- TASK TO CARRY OUT
Exactly reproduce the data from its first line through the line with "box: [3, 241, 187, 435]", leaving out every line after it.
━━━ PROVIDED DATA
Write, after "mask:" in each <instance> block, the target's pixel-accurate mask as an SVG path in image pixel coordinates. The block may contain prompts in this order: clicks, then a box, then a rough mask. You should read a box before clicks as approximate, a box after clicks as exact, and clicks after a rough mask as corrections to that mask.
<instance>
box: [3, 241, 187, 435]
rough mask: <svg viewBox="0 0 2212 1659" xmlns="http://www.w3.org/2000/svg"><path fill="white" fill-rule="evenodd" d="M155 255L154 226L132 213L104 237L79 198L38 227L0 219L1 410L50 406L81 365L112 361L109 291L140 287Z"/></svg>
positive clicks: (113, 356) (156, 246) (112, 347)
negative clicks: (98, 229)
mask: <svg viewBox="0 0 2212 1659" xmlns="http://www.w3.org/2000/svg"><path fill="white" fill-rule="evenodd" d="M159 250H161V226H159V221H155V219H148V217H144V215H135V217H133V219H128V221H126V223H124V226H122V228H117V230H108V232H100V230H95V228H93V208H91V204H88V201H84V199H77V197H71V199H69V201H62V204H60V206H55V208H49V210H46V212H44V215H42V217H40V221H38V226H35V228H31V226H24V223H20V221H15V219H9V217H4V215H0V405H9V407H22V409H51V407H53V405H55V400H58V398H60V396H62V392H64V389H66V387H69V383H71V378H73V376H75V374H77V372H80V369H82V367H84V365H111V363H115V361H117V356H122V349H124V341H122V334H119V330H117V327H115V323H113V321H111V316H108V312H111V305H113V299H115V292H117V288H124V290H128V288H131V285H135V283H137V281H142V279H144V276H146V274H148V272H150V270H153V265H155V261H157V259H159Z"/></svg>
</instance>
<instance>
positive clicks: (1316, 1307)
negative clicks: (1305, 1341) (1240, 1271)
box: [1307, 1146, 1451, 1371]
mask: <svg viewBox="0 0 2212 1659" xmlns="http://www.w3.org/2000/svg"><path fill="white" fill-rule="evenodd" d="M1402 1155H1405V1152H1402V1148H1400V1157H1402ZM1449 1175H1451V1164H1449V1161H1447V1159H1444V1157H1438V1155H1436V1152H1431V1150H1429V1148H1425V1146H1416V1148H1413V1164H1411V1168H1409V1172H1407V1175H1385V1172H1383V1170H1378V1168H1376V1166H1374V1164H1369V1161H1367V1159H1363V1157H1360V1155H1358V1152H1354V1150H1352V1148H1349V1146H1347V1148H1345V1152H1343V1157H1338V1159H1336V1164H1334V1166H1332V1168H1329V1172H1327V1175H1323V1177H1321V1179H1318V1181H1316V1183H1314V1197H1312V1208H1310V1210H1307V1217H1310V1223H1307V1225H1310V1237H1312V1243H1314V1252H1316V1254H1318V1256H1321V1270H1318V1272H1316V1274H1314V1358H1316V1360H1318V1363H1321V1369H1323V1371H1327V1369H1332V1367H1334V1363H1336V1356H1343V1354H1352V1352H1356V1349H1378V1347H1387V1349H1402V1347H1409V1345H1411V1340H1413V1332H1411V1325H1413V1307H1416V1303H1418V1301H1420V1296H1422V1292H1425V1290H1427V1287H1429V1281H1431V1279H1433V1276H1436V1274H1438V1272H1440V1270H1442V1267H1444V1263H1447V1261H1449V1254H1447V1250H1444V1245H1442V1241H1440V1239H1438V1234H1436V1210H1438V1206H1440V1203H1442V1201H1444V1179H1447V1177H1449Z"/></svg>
━━━━━━
- EXERCISE RESULT
Write, after "mask:" in each <instance> block, the target's pixel-accurate mask as an SVG path in image pixel coordinates. The block may contain prompts in this order: clicks, then a box, then a rough mask. You should read a box before clicks as approximate, a box after clicks as exact, and clicks after a rough mask as corrections to that mask.
<instance>
box: [3, 241, 187, 435]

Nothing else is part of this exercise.